## Task directions
Please duplicate the part of the passage on Obama's priorities for China and Europe that opens with the words containing "Second, the official" and closes with "the World Bank.".

(Excerpted text)

Second, the official narrative on China needs to pivot away from election-season bashing to constructive dialogue. The basic challenge is to enable discussions that minimize the tensions inherent between an established power and a rising one -- and in a way that underpins regional stability. To this end, Obama will need to reach out to the new Chinese leadership, walking back the dialogue from a single-issue focus (the exchange rate) to broader economic governance issues.

Third, the new administration needs to do more to help solve Europe's debt crisis. Another few rounds of public lecturing will only irritate European policymakers more. What's needed is meaningful progress in better harmonizing differences in regulation. In this effort, Obama needs to work with Europe above all else on giving emerging markets a meaningfully bigger say in the actions of the IMF and the World Bank.

(End Excerpted text)
(Extracted information)

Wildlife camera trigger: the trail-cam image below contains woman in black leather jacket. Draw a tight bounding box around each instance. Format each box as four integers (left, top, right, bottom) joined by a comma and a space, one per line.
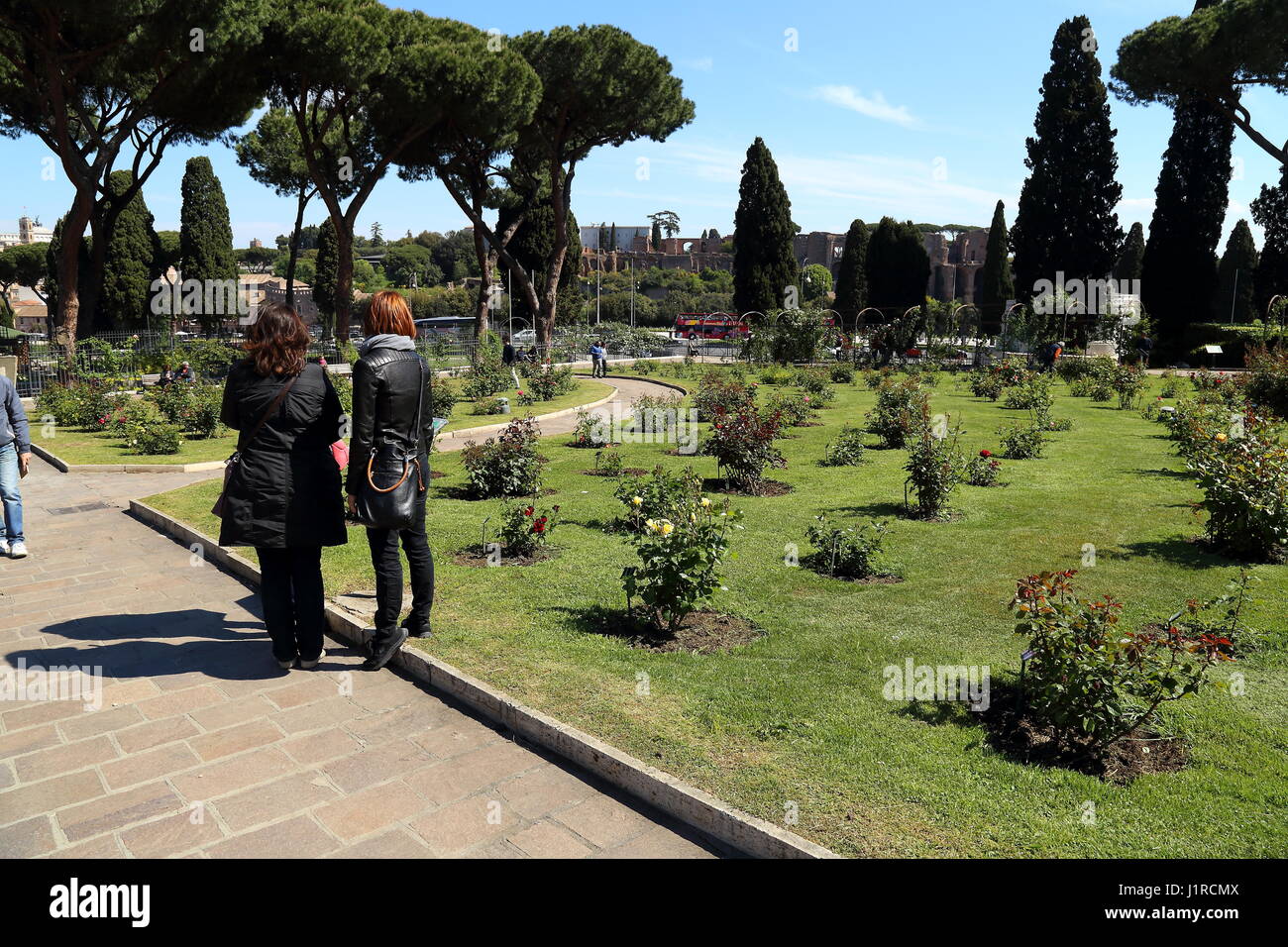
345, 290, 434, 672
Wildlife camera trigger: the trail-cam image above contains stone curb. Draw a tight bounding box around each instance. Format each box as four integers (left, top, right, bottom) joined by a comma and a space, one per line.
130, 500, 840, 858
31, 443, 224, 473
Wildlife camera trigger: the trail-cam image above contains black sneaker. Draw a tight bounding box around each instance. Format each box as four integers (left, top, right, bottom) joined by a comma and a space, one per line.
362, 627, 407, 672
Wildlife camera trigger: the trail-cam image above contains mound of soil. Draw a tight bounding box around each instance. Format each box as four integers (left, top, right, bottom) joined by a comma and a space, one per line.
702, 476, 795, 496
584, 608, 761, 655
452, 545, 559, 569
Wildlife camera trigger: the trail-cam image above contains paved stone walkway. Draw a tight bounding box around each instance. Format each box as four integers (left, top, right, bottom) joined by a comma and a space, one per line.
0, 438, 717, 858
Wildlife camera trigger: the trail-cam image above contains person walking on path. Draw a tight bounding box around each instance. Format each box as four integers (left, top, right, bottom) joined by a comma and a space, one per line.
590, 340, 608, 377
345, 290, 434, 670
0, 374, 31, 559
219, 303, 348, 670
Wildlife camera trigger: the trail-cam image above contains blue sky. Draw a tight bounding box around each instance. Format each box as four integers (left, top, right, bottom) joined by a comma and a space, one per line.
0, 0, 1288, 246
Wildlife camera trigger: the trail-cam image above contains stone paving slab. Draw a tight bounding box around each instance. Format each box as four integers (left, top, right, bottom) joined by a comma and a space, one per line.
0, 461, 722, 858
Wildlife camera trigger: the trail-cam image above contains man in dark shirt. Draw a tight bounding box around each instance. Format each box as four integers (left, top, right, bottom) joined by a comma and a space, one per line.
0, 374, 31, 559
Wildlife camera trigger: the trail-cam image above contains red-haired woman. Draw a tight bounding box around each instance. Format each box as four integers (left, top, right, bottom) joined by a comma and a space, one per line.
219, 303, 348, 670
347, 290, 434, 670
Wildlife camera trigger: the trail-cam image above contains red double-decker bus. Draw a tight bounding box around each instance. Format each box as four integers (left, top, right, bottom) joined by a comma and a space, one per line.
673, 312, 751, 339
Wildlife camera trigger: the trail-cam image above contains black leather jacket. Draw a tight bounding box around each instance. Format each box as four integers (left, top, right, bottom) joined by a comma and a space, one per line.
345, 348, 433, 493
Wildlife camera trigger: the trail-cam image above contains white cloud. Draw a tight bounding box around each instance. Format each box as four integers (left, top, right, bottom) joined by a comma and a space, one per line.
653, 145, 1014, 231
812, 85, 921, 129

(End Extracted information)

## Response
Second, the official narrative on China needs to pivot away from election-season bashing to constructive dialogue. The basic challenge is to enable discussions that minimize the tensions inherent between an established power and a rising one -- and in a way that underpins regional stability. To this end, Obama will need to reach out to the new Chinese leadership, walking back the dialogue from a single-issue focus (the exchange rate) to broader economic governance issues.

Third, the new administration needs to do more to help solve Europe's debt crisis. Another few rounds of public lecturing will only irritate European policymakers more. What's needed is meaningful progress in better harmonizing differences in regulation. In this effort, Obama needs to work with Europe above all else on giving emerging markets a meaningfully bigger say in the actions of the IMF and the World Bank.